==== Data extract ====

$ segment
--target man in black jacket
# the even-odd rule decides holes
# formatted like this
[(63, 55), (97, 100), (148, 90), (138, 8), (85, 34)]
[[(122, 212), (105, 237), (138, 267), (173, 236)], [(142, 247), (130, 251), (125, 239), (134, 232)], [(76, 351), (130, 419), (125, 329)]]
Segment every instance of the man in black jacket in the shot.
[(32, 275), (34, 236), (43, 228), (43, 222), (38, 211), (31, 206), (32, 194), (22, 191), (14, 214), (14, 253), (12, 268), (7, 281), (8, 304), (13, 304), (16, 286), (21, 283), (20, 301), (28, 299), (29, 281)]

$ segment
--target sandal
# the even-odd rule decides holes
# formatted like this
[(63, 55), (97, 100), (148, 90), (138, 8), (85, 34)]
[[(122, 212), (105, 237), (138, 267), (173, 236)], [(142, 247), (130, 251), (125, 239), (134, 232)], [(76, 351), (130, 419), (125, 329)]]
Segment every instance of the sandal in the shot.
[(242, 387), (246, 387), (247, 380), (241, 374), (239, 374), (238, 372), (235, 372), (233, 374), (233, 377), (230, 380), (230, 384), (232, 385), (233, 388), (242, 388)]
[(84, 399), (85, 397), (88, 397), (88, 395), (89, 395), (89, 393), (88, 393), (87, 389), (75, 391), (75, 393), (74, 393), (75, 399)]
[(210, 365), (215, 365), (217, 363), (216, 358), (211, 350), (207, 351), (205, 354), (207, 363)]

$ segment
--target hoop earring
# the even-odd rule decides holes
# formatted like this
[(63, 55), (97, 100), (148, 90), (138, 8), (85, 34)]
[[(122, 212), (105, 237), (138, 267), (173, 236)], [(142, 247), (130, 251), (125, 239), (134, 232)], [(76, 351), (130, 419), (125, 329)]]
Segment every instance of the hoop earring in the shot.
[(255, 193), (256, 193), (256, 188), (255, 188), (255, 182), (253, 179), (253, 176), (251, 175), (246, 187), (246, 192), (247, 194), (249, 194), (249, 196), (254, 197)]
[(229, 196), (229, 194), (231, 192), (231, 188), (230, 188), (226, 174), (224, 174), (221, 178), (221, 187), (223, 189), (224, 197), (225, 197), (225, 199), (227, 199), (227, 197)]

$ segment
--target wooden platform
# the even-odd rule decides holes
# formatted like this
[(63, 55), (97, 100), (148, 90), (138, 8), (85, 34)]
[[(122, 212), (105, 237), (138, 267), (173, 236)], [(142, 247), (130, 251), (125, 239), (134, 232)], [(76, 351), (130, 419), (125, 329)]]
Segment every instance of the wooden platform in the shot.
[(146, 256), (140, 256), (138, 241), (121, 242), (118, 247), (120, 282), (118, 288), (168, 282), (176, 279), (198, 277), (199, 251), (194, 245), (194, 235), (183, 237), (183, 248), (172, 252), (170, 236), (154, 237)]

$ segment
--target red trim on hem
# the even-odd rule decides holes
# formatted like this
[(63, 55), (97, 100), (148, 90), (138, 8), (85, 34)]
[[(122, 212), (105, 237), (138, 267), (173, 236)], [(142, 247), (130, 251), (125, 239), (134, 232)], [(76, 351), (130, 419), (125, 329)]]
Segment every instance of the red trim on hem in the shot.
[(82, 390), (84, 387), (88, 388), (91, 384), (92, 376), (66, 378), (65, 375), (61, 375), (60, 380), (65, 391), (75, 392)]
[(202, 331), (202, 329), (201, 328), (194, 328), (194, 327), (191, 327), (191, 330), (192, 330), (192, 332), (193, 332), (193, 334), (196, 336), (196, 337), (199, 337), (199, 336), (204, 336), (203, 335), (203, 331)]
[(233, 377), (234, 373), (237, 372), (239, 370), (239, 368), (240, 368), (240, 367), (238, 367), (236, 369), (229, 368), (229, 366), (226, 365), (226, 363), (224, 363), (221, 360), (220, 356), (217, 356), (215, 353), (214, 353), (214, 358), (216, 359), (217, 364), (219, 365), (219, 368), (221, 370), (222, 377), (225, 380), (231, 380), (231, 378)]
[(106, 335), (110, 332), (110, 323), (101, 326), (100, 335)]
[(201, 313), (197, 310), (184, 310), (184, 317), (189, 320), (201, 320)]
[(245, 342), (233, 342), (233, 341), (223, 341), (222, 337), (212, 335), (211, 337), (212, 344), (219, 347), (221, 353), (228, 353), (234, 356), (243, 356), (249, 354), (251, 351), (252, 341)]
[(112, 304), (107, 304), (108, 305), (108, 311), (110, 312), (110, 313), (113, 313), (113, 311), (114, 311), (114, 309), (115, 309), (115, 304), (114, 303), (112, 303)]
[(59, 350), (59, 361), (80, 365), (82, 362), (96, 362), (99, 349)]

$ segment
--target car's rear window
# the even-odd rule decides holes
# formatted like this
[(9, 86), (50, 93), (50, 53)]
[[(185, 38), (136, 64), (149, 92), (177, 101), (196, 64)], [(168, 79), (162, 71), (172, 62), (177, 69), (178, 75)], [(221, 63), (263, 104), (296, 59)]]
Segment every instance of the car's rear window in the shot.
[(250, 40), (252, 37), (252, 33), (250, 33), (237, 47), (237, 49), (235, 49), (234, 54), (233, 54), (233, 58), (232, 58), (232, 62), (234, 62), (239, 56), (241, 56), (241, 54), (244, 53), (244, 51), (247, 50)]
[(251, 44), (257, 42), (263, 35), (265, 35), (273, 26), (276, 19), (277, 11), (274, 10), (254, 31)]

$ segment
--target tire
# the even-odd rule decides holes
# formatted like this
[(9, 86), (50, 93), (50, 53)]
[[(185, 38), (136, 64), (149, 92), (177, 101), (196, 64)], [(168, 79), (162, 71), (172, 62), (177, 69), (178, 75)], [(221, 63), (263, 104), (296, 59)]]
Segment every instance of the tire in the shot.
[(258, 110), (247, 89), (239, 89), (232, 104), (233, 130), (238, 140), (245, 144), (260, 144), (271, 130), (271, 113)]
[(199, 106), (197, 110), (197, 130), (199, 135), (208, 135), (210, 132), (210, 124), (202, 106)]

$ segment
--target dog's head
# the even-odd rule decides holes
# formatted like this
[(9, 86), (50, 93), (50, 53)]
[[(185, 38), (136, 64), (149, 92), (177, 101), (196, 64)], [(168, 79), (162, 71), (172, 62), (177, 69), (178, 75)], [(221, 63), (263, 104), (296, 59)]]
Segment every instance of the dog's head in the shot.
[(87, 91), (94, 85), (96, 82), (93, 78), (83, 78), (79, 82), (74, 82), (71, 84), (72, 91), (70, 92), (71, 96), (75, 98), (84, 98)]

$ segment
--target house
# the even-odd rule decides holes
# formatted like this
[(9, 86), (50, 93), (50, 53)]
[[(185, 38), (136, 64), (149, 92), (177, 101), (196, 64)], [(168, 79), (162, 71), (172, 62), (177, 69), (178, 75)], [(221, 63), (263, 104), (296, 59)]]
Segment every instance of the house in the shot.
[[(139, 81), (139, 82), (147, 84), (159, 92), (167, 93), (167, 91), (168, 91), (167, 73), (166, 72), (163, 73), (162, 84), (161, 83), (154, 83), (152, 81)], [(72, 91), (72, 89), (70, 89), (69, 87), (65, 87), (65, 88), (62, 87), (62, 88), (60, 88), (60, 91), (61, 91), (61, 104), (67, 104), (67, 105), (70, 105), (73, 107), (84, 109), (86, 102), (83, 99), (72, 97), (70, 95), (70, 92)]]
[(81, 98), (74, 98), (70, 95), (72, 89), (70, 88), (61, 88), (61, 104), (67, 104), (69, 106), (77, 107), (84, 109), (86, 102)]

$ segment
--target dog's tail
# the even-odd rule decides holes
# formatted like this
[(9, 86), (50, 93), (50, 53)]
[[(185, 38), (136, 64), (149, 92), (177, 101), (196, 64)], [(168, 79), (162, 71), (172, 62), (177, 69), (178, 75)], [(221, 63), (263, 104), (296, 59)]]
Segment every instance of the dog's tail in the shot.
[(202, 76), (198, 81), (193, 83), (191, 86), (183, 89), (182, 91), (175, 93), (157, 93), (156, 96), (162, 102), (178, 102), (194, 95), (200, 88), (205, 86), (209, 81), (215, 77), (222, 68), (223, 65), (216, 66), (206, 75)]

====

Among the lines above, please count those that contain the string "target" and write the number by itself.

* Solution to the exercise
10